_Excerpt to read_:

-- Start --

Skip to main content

Convenient utility to parse and normalize urls.

Project description

Normal URL

Convenient utility to parse and normalize urls.

from normalurl import *

print(parse_url('localhost'))
print(parse_url('localhost:12345'))
print(normalize_url('localhost', scheme='http', port='1122'))
print(parse_normalized_url('localhost:12345', scheme='http', port='1122'))

URL(scheme='', hostname='localhost', port='', path='', query='', fragment='', netloc='localhost', username='', password='')
URL(scheme='', hostname='localhost', port=12345, path='', query='', fragment='', netloc='localhost:12345', username='', password='')
http://localhost:1122
URL(scheme='http', hostname='localhost', port=12345, path='', query='', fragment='', netloc='localhost:12345', username='', password='')

Usage

Normalize URL

Function normalize_url(url: Union[str, URL, ParseResult], *, scheme: str = '', hostname: str = '', port: str = '', path: str = '', query: str = '', fragment: str = '', username: str = '', password: str = '') -> str ensures each element of url has non-empy value otherwise sets default one.

Just do nothing:

print(normalize_url('localhost'))

localhost

Ensure url describes scheme and port. If not persist user http scheme and port 1122.

print(normalize_url('localhost', scheme='http', port='1122'))
print(normalize_url('https://localhost', scheme='http', port='1122'))
print(normalize_url('localhost:12345', scheme='http', port='1122'))
print(normalize_url('https://localhost:12345', scheme='http', port='1122'))

http://localhost:1122
https://localhost:1122
http://localhost:12345
https://localhost:12345

Parse URL

Function parse_url(url: str) -> URL parse url elements in named tuple structure URL. Default value for each element is empty string ''.

-- End --

_Supplied information_:
-- Start --

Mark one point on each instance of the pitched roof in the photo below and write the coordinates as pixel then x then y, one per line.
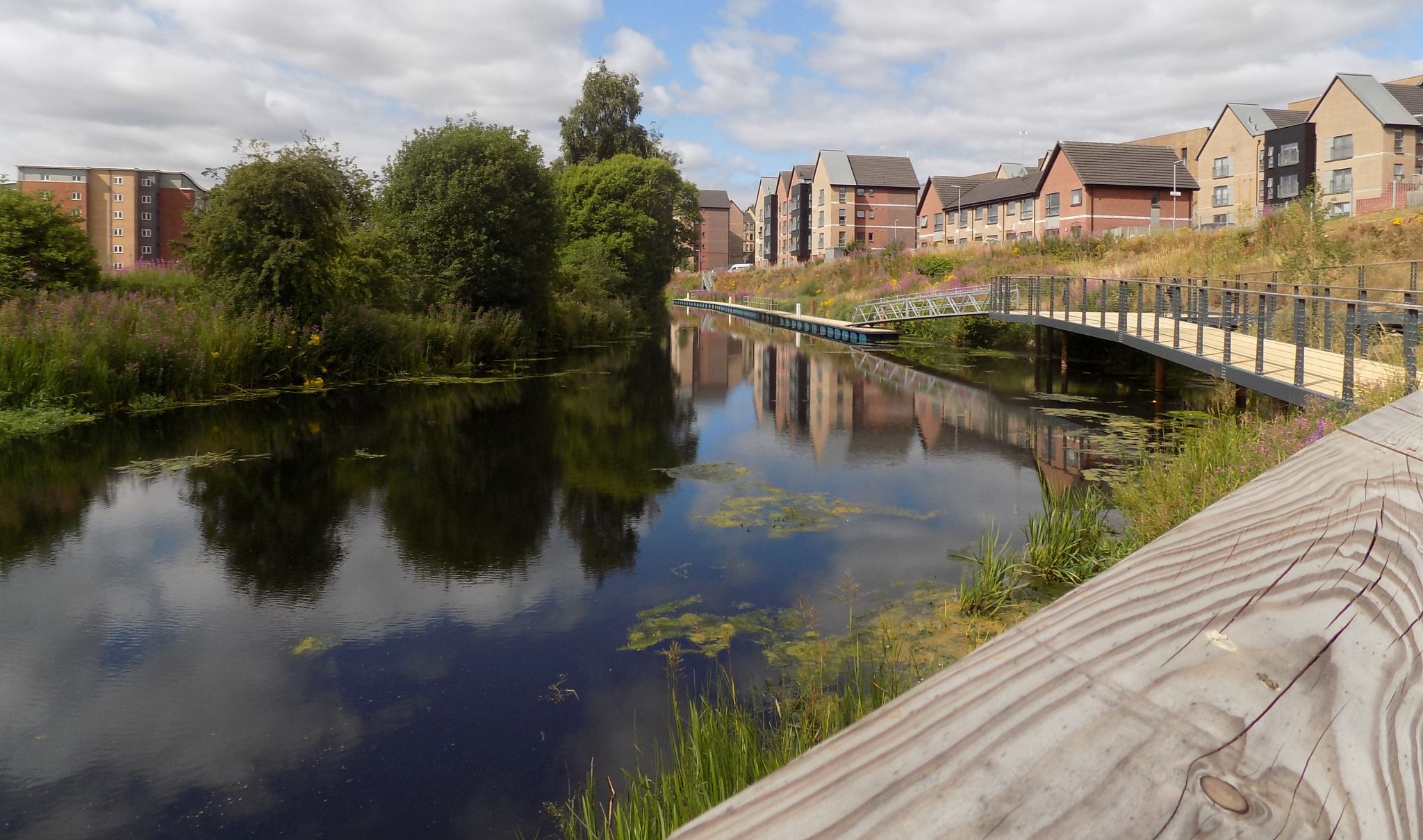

-- End --

_Exercise tasks_:
1: In the Normal URL description, turn the paragraph beginning "Function parse_url(url: str)" into a short bulleted list that keeps its main facts.
2: Write the next part of the Normal URL description, picking up after its final sentence.
The material plays no part in this work.

_Per-task answers_:
1:
- `parse_url` takes a URL string and returns a `URL`.
- It parses the URL's elements into the named tuple structure `URL`.
- Each element defaults to an empty string `''`.

2:
Parsed elements are:

  • scheme
  • hostname
  • port
  • path
  • query
  • fragment
  • netloc
  • username
  • password
print(parse_url('localhost'))
print(parse_url('localhost:12345'))
print(parse_url('http://example.org'))
print(parse_url('https://example.org:8080/user/search?name=Bob&age=30#profile'))
print(parse_url('https://admin:123@example.org:8080/user/search?name=Bob&age=30#profile'))

URL(scheme='', hostname='localhost', port='', path='', query='', fragment='', netloc='localhost', username='', password='')
URL(scheme='', hostname='localhost', port=12345, path='', query='', fragment='', netloc='localhost:12345', username='', password='')
URL(scheme='http', hostname='example.org', port='', path='', query='', fragment='', netloc='example.org', username='', password='')
URL(scheme='https', hostname='example.org', port=8080, path='/user/search', query='name=Bob&age=30', fragment='profile', netloc='example.org:8080', username='', password='')
URL(scheme='https', hostname='example.org', port=8080, path='/user/search', query='name=Bob&age=30', fragment='profile', netloc='admin:123@example.org:8080', username='admin', password='123')

Parse normalized URL

Function parse_normalized_url(url: Union[str, ParseResult], *, scheme: str = '', hostname: str = '', port: str = '', path: str = '', query: str = '', fragment: str = '', username: str = '', password: str = '') -> URL works exactly like normalize_url + parse_url - normalizes url then parses it.

Ensure url describes scheme and port. If not persist user http scheme and port 1122.

print(parse_normalized_url('localhost', scheme='http', port='1122'))
print(parse_normalized_url('https://localhost', scheme='http', port='1122'))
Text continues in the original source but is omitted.